Page text
════════════════════

2007 Turkish Cup final
- Event: 2006–07 Turkish Cup
| Beşiktaş J.K. | Kayseri Erciyesspor |
| 1 | 0 |
- After extra time.
- Date: 9 May 2007
- Venue: İzmir Atatürk Stadium, İzmir
- Man of the Match: Bobo (Beşiktaş J.K.)
- Referee: İsmet Arzuman (Turkey)
- Weather: Fine

= 2007 Turkish Cup final =

The 2007 Turkish Cup final was a football match between Beşiktaş J.K. and Kayseri Erciyesspor. The match was played at the İzmir Atatürk Stadium for the 2nd time in a row. Beşiktaş won 1–0 after extra time.

==Beşiktaş J.K.==
As the defending Turkish Cup champions, Beşiktaş finished 2nd place in Group D, to proceed to the Quarter-finals. Beşiktaş beat Vestel Manisaspor 4-0 at home, and lost 0–2 away. In the Semi-finals Beşiktaş faced off, with one of their Istanbul rivals, Fenerbahçe S.K. At home, Beşiktaş won 1–0. Away Beşiktaş ended the match down 1–0. In extra time though, Mert Nobre scored a goal for Beşiktaş making it 1–1. Beşiktaş continued on to the final.

==Kayseri Erciyesspor==
Kayseri Erciyesspor finished 2nd place in Group A. In the Quarter-finals they faced Galatasaray. The 1st match ended 0–0 at home, and away 1-1. Kayseri Erciyes won by away goals. In the Semi-finals, Kayseri Erciyes faced Trabzonspor. The results were a 1–0 win away and a 1–1 draw at home. Kayseri Erciyes managed to 5–4 in the penalties, and proceed to the final.

==Final==
The game ended 0–0 after 90 minutes. During extra time Bobo scored the only goal of the game. Beşiktaş won their 7th Turkish Cup, and their second in a row.

════════════════════

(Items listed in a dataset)
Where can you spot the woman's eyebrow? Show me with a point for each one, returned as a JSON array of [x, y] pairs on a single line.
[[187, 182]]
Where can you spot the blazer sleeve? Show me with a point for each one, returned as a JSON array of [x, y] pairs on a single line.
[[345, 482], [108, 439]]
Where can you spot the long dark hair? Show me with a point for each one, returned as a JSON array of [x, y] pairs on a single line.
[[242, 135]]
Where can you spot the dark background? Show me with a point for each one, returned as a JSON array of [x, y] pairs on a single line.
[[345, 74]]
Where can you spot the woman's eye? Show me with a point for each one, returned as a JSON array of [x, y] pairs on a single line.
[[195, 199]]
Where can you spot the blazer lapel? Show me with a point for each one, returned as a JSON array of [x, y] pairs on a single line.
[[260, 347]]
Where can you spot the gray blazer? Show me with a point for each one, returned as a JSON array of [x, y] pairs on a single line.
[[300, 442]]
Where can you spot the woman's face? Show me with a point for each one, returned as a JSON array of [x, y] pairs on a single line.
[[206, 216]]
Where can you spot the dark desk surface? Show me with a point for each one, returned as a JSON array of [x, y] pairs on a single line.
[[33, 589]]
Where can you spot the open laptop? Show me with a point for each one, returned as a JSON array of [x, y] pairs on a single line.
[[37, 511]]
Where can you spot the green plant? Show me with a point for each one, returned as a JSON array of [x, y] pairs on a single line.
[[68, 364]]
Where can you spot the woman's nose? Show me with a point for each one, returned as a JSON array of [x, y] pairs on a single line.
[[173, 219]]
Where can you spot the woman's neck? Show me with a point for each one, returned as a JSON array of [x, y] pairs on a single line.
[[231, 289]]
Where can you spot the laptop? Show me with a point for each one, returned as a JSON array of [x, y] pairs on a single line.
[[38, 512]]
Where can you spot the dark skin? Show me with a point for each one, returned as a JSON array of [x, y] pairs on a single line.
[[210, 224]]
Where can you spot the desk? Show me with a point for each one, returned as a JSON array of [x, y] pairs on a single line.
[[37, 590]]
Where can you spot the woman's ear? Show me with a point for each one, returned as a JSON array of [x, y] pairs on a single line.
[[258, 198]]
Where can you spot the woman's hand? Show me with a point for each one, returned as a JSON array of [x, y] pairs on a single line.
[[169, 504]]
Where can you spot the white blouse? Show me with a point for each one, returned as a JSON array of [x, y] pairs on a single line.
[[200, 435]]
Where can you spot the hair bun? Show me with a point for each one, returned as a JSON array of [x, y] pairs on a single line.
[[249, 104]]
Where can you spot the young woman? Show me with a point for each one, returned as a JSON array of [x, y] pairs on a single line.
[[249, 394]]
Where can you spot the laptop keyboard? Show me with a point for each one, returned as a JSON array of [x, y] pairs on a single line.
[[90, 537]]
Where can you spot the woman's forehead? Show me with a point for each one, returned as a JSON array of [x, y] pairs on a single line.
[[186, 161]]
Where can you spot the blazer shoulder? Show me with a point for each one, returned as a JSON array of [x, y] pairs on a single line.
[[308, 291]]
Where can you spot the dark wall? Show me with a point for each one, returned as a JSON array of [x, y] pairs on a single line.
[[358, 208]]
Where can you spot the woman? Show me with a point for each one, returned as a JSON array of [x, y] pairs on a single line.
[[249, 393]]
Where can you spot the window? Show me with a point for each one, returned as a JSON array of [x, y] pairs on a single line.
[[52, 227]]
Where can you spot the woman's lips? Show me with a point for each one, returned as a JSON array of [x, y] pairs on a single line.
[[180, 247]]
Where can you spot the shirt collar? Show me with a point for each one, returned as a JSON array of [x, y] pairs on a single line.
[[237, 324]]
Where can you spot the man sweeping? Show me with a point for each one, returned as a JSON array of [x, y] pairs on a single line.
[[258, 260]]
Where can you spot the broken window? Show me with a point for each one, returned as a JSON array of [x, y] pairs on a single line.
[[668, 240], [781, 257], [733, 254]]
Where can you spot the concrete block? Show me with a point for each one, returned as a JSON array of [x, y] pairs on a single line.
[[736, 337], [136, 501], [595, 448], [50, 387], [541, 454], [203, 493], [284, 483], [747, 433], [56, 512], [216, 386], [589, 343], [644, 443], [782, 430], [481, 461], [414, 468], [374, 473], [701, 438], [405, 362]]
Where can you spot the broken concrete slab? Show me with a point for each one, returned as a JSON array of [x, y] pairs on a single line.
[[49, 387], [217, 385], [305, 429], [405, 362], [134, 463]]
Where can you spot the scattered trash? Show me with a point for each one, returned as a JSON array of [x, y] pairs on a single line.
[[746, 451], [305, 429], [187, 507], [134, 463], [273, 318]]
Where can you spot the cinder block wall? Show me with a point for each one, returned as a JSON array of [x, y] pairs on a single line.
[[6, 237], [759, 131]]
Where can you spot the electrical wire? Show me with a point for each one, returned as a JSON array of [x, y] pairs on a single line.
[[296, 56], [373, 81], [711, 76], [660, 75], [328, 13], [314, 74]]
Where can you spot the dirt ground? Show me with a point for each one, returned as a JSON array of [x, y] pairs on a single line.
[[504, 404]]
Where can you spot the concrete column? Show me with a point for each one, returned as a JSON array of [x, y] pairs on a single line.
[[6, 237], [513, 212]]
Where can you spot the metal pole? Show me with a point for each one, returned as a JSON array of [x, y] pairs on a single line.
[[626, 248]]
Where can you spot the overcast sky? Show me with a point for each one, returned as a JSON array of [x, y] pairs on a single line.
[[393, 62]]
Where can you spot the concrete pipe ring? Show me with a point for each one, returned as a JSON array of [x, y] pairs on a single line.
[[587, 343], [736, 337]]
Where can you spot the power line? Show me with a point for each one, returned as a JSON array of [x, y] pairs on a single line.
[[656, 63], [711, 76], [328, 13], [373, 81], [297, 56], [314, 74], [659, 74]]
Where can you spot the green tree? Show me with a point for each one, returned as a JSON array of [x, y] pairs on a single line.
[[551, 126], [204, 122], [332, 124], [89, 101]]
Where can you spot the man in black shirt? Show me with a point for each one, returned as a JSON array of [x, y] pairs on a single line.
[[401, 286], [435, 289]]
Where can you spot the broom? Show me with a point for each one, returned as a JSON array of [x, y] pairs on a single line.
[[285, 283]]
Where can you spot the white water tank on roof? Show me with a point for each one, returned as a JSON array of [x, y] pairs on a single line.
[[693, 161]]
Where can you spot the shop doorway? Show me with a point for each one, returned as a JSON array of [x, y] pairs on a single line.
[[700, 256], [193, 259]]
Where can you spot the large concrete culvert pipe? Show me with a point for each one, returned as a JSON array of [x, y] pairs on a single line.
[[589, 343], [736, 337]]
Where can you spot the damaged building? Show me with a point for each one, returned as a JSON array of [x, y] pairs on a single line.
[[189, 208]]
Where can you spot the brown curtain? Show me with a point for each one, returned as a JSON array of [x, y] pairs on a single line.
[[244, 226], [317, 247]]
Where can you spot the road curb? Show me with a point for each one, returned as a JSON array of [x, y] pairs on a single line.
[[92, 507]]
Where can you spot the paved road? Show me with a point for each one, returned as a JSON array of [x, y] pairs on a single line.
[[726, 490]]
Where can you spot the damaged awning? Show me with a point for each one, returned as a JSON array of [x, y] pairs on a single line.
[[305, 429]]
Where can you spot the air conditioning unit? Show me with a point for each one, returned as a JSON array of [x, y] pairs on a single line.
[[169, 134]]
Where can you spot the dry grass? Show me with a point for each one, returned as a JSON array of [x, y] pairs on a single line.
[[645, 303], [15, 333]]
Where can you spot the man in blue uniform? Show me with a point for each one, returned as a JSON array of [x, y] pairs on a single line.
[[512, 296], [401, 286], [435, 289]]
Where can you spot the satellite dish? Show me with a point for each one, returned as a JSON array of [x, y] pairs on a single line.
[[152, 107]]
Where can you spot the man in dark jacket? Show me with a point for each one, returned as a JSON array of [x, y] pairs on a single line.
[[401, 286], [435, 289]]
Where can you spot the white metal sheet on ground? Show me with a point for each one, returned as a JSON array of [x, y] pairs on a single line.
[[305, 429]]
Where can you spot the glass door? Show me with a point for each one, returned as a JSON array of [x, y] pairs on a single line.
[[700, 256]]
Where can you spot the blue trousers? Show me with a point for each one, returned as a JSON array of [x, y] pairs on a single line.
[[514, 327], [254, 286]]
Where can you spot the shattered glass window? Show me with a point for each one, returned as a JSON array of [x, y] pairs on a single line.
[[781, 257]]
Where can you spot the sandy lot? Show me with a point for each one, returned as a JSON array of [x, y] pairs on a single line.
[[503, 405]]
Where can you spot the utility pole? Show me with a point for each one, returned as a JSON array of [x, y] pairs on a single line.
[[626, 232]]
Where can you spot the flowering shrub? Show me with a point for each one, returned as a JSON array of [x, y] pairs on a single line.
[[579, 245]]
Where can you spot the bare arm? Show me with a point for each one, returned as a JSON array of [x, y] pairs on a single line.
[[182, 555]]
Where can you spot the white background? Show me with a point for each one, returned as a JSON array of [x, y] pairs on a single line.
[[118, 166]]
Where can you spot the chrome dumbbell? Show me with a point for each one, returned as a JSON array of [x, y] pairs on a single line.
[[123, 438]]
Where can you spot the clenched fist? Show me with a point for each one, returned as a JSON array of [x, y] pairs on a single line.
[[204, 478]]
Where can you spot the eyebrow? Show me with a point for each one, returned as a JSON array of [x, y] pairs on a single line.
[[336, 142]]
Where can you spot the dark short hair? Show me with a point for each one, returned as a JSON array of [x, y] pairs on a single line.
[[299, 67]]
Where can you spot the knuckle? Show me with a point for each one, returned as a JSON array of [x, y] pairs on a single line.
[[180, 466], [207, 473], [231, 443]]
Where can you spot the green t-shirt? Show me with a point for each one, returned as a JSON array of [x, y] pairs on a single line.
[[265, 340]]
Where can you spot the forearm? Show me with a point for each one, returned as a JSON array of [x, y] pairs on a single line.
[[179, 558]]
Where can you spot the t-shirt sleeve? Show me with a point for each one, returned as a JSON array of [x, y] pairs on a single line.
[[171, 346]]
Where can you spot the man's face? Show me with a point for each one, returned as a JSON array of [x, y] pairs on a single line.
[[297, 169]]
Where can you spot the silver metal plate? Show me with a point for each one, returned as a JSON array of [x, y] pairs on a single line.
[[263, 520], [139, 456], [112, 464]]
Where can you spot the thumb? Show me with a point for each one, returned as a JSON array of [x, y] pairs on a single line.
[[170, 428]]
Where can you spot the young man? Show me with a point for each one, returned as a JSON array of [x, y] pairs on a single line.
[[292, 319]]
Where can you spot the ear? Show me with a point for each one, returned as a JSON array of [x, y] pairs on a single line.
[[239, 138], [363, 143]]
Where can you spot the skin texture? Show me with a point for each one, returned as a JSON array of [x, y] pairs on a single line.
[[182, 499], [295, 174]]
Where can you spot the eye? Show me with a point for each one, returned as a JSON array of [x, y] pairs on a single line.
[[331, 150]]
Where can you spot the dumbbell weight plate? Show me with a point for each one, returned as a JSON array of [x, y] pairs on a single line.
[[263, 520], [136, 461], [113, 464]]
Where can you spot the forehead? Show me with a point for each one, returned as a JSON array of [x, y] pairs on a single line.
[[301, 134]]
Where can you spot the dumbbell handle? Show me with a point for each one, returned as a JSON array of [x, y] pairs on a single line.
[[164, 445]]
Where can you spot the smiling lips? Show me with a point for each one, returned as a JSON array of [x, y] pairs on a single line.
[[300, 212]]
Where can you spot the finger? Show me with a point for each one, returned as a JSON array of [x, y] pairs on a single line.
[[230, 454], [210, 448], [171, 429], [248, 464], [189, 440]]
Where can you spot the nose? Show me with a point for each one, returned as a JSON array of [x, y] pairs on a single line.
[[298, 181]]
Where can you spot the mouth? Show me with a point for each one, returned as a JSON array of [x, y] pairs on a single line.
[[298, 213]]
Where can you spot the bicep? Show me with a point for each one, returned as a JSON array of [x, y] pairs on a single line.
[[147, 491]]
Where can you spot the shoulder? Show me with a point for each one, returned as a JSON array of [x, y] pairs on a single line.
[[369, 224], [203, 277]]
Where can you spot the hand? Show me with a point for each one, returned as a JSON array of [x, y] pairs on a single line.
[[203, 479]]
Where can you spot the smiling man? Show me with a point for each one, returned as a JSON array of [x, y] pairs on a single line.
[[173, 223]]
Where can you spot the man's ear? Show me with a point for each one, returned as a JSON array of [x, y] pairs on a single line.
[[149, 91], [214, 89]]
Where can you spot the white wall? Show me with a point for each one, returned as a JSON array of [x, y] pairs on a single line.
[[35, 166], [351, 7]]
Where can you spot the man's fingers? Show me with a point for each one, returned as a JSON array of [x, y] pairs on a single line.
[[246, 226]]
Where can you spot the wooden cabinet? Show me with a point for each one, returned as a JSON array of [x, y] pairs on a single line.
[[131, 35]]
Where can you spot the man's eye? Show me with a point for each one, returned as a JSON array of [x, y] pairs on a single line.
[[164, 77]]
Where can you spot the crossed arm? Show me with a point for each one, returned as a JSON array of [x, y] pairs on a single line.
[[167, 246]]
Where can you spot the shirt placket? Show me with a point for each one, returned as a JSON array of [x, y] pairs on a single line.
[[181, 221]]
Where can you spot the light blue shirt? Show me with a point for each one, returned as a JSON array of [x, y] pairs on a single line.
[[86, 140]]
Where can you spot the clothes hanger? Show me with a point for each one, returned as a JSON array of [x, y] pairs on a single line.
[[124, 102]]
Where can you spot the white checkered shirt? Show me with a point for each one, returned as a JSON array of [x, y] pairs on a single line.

════════════════════

Objective 1
From the Turkish Cup final text, reproduce the part that opens with the words containing "- Weather: Fine" and closes with "1–0 after extra time.".
Objective 2
Answer these questions using the Turkish Cup final text:
(a) Who refereed the final?
(b) Which club did Beşiktaş face in the Semi-finals?
(c) What was the score after 90 minutes of the final?

Full answer 1
- Weather: Fine

= 2007 Turkish Cup final =

The 2007 Turkish Cup final was a football match between Beşiktaş J.K. and Kayseri Erciyesspor. The match was played at the İzmir Atatürk Stadium for the 2nd time in a row. Beşiktaş won 1–0 after extra time.

Full answer 2
(a) İsmet Arzuman (Turkey)
(b) Fenerbahçe S.K.
(c) 0–0